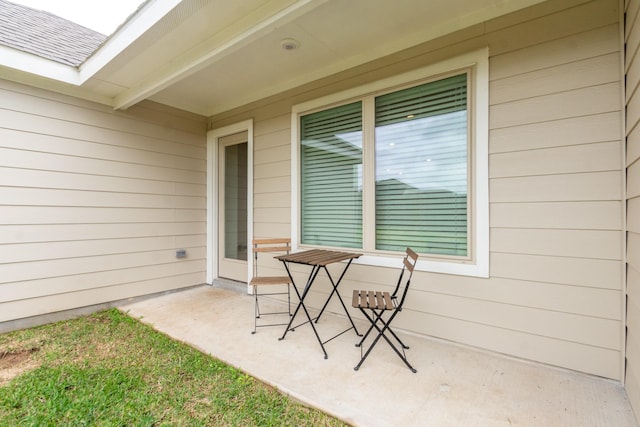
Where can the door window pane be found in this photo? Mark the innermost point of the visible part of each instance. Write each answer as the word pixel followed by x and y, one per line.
pixel 235 201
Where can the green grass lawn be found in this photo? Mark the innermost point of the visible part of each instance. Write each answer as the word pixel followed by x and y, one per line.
pixel 108 369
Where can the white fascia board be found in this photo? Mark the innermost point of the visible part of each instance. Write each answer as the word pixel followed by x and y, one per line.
pixel 36 65
pixel 136 26
pixel 130 31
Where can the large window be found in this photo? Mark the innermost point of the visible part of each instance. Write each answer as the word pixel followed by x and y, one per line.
pixel 399 166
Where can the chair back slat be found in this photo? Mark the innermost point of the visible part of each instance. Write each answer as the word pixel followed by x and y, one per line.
pixel 409 263
pixel 280 244
pixel 268 241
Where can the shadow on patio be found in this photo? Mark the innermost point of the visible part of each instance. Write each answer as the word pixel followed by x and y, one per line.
pixel 454 385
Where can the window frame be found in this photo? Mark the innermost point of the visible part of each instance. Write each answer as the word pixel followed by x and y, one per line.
pixel 476 63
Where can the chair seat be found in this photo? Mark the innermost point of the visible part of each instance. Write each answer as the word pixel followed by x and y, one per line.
pixel 270 280
pixel 375 300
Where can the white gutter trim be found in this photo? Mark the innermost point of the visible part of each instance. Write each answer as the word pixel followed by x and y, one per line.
pixel 138 24
pixel 38 66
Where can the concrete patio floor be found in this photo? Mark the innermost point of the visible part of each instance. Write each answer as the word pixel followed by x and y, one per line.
pixel 454 385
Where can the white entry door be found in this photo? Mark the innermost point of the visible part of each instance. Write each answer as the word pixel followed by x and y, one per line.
pixel 232 206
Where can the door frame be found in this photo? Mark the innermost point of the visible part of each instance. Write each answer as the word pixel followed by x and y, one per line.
pixel 213 137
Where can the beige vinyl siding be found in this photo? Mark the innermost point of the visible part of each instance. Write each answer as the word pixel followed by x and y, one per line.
pixel 555 291
pixel 632 68
pixel 94 203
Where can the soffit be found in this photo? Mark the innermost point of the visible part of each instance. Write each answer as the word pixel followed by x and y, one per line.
pixel 209 56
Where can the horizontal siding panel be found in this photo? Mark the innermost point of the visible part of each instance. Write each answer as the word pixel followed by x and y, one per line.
pixel 586 330
pixel 150 155
pixel 274 140
pixel 62 180
pixel 15 291
pixel 271 229
pixel 272 215
pixel 633 109
pixel 25 271
pixel 579 300
pixel 600 157
pixel 48 197
pixel 12 158
pixel 49 304
pixel 55 116
pixel 273 155
pixel 553 26
pixel 277 124
pixel 633 180
pixel 632 384
pixel 632 78
pixel 94 215
pixel 34 233
pixel 633 215
pixel 633 250
pixel 570 243
pixel 559 78
pixel 29 252
pixel 633 146
pixel 556 106
pixel 272 170
pixel 632 39
pixel 576 356
pixel 580 272
pixel 633 292
pixel 557 133
pixel 272 185
pixel 596 42
pixel 565 215
pixel 558 188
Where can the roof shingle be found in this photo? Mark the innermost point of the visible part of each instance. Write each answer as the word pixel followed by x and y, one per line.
pixel 46 35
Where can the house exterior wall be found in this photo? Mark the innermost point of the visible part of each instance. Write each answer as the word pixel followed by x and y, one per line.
pixel 556 287
pixel 632 68
pixel 94 203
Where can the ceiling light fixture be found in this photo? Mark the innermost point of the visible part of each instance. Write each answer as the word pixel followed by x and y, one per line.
pixel 289 44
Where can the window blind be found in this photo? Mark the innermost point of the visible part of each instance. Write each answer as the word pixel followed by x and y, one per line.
pixel 421 168
pixel 331 177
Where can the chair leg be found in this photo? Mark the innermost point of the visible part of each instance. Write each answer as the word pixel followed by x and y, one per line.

**Work required:** From the listing above, print every entry precisely and drop the pictures.

**Exercise solution:**
Where can the door window pane be found in this photo? Mark the innermost point of the visible part of each instance. Write each answer as the word pixel followed by x and y, one per line.
pixel 235 201
Where can the green grass lawn be found in this photo? Mark the innermost point of the visible part of each instance. Write each answer as the word pixel followed by x and y, one per line.
pixel 108 369
Where can the white fascia board be found in this photo? Mark the innermost point of the visible part of each instance. Write each answer as the word pixel followed by x and y, one per line.
pixel 36 65
pixel 136 26
pixel 130 31
Where can the large window be found in this photo? Mark the innermost point of the visible part of each instance. Write each answer as the word pixel followed by x and y, one per line.
pixel 399 166
Where can the chair back slat be found in this photo? Mark the innermost point of the visible part of each instance. Write each answer as the word pixel followed by x and y, one per line.
pixel 409 263
pixel 280 244
pixel 268 241
Where can the shadow on patio be found in this photo? Mark the innermost point of the visible part of each instance. Write each answer as the word pixel followed by x and y, one per line.
pixel 454 385
Where can the window frame be found in this photo? Mark the innermost point of the visible part of each instance. Write each answer as the word pixel followed by x and y, one per line.
pixel 476 63
Where can the chair seat be found in this photo? Mark the innermost point of the visible part of each instance. Write each answer as the word pixel followed by x and y, one per line.
pixel 270 280
pixel 375 300
Where can the white gutter trim be found in this photo? Mark the innermost point of the visible part of each instance. Write each answer as the word pixel followed by x and y, one per line.
pixel 138 24
pixel 38 66
Where can the concrete patio floor be found in this photo? Mark the innermost point of the visible part of each instance. Write each answer as the word pixel followed by x and y, one per line.
pixel 454 385
Where can the white entry door be found in this photo? Mark the innermost point of the visible part of each instance. Write each answer as the word pixel followed by x and y, one per line.
pixel 232 206
Where can the door frame be found in this photo? Mark the innermost point of the visible part of each instance. Write each answer as the word pixel followed by x and y, one per line.
pixel 213 137
Where can the beige vinyl siding be found in this photo? Mark the innermost point of the visible part of each instance. Write each answer as the word pixel followed by x and y, one per line.
pixel 555 291
pixel 632 68
pixel 94 203
Where can the soffit be found in this photo? Mark the innermost point of the visible part of each instance. Write each answer as the word pixel followed by x and y, one per line.
pixel 209 56
Where can the horizontal siding panel be found in this photo? Mark the innermost point of the visible part of each instance. Write each answer as the word pixel followed by x and y, one per line.
pixel 586 330
pixel 150 155
pixel 274 140
pixel 62 180
pixel 15 291
pixel 271 229
pixel 272 215
pixel 633 109
pixel 25 271
pixel 579 300
pixel 600 157
pixel 48 197
pixel 12 158
pixel 49 304
pixel 55 116
pixel 273 155
pixel 553 26
pixel 277 124
pixel 633 180
pixel 632 384
pixel 632 78
pixel 94 215
pixel 34 233
pixel 633 215
pixel 633 250
pixel 570 243
pixel 559 78
pixel 29 252
pixel 633 146
pixel 556 106
pixel 272 170
pixel 632 39
pixel 576 356
pixel 580 272
pixel 633 292
pixel 557 133
pixel 272 185
pixel 596 42
pixel 565 215
pixel 558 188
Where can the roof shingle be found in this photo? Mark the innermost point of the visible part of each instance. Write each answer as the word pixel followed by x and y, one per line.
pixel 46 35
Where can the house exterior wall be found in this photo? Mark the innermost point of the visible part of each instance. Write each answer as the word pixel followed by x and y, one per line.
pixel 556 287
pixel 632 68
pixel 94 203
Where can the ceiling light fixture be found in this photo? Mark the innermost point of the visible part of each instance. Write each answer as the word pixel followed by x and y, one per line.
pixel 289 44
Where can the window blind be found in this photo? Mark the innermost point of the visible part of each instance. Write each answer as the word pixel followed by x and y, one per line.
pixel 421 168
pixel 331 177
Where can the chair leg be found in this photo? Mark the innermost point of the visible part of each instance. Write each answer as the word pixel followed by x and y, one per line.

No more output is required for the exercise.